» **PASSAGE**
Opera acting footnote

March 9, 2011 by Greg Sandow

Forgot, in my earlier posts about opera acting, to mention Carlo Bergonzi, one of my dearest, most loved opera actors. 

Which is interesting, because on stage he was more or less a lump. I remember seeing him late in his career in Ballo at the Met. When he first entered, you’d be forgiven if you wondered if he even knew he was on stage. Or supposed to be acting.

Then he started to sing, and (especially if you knew the opera) you’d be mesmerized. Such truth, such revelation, such honesty, and such moment-to-moment acting detail in his singing! I hung on every word. In the last act, in the recitative before his big aria, when he sang the words “l’immenso ocean,” I could almost see the “immense ocean” stretched before me. He sang those words with such eloquent sadness (since the ocean would divide him from the woman he loved). 

After a while, he made everyone else on stage look like they were just feebly pretending to act. Even though, physically, he did almost no acting at all.

» **RECORDED DATA**

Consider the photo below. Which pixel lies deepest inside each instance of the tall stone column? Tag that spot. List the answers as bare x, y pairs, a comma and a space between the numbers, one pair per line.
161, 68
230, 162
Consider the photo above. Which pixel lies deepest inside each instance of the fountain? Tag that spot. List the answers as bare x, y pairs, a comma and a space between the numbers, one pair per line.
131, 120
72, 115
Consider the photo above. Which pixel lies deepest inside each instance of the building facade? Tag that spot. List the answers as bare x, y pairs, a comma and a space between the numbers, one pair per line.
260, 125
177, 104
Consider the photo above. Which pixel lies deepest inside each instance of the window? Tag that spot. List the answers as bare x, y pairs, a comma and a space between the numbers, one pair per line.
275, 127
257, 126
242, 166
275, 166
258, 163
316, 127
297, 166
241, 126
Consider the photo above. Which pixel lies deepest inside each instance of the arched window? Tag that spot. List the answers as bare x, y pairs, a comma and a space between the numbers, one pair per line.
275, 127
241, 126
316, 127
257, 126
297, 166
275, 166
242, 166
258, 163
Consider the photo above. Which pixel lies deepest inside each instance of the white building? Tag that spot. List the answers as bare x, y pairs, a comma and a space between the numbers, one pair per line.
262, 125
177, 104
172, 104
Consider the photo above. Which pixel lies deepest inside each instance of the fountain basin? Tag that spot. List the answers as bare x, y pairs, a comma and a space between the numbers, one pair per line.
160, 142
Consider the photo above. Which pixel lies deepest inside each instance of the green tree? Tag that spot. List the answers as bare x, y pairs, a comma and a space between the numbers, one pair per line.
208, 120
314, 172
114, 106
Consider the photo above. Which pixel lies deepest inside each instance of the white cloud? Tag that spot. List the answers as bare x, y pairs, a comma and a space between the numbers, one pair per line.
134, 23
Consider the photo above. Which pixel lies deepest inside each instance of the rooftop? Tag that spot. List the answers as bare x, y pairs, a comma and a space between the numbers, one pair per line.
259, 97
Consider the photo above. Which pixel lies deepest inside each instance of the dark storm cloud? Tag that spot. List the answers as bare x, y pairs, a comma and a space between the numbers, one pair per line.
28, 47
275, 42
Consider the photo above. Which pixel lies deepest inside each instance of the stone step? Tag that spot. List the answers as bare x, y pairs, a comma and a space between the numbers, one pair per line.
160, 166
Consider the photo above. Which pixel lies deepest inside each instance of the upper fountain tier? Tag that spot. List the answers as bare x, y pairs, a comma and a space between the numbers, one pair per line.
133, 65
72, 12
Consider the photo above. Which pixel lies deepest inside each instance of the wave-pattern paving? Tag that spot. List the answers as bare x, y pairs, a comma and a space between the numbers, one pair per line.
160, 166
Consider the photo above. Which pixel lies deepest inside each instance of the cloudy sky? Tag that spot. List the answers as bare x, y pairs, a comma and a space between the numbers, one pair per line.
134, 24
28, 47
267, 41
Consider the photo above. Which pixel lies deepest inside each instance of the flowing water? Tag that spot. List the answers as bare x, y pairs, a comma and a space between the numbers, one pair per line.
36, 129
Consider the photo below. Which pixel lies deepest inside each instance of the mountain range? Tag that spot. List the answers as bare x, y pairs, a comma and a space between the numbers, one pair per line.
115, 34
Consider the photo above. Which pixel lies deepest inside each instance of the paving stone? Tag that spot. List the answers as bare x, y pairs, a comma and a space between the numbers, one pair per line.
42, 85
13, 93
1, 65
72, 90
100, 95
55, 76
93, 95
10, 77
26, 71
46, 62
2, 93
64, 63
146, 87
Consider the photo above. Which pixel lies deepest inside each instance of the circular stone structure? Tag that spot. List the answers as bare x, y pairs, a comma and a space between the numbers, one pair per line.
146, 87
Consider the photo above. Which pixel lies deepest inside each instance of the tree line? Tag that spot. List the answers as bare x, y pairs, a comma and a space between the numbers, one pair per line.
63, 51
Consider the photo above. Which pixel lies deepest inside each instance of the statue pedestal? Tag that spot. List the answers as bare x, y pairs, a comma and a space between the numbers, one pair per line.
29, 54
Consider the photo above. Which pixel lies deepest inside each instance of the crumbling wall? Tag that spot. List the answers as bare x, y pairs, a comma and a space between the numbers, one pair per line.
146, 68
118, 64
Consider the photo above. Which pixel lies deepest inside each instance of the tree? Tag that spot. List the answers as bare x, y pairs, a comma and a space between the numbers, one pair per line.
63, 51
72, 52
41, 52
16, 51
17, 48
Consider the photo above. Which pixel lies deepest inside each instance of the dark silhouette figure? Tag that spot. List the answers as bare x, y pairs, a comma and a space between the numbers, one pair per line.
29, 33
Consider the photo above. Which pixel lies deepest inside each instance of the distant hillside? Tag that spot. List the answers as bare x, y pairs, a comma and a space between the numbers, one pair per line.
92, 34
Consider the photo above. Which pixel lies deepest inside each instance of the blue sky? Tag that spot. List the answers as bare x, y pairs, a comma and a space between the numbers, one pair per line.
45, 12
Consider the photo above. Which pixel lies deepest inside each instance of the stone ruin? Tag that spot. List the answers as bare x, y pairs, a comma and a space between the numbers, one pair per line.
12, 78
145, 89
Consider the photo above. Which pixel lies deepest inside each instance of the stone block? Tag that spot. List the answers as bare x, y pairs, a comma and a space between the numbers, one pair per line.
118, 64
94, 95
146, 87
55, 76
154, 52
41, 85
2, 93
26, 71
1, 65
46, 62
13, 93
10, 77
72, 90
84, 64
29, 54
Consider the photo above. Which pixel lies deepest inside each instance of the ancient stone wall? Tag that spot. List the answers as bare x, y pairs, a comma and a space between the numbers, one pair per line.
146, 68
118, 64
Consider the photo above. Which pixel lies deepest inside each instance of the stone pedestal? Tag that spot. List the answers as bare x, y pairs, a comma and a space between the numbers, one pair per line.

» **TO-DO LIST**
1) Could you write out everything in the opera acting footnote from "Then he started" down to "acting at all."?
2) Can you turn the paragraph of the opera acting footnote that begins "Then he started to sing" into a short bulleted list that keeps its main facts?

» **ANSWERS TO THE PROBLEMS**
1)
Then he started to sing, and (especially if you knew the opera) you’d be mesmerized. Such truth, such revelation, such honesty, and such moment-to-moment acting detail in his singing! I hung on every word. In the last act, in the recitative before his big aria, when he sang the words “l’immenso ocean,” I could almost see the “immense ocean” stretched before me. He sang those words with such eloquent sadness (since the ocean would divide him from the woman he loved). 

After a while, he made everyone else on stage look like they were just feebly pretending to act. Even though, physically, he did almost no acting at all.

2)
- Once Bergonzi began to sing, listeners were mesmerized, especially those who knew the opera.
- His singing carried truth, revelation, honesty and moment-to-moment acting detail.
- The writer hung on every word.
- In the last act's recitative before his big aria, his singing of "l'immenso ocean" almost made the immense ocean visible.
- He sang those words with eloquent sadness, since the ocean would divide him from the woman he loved.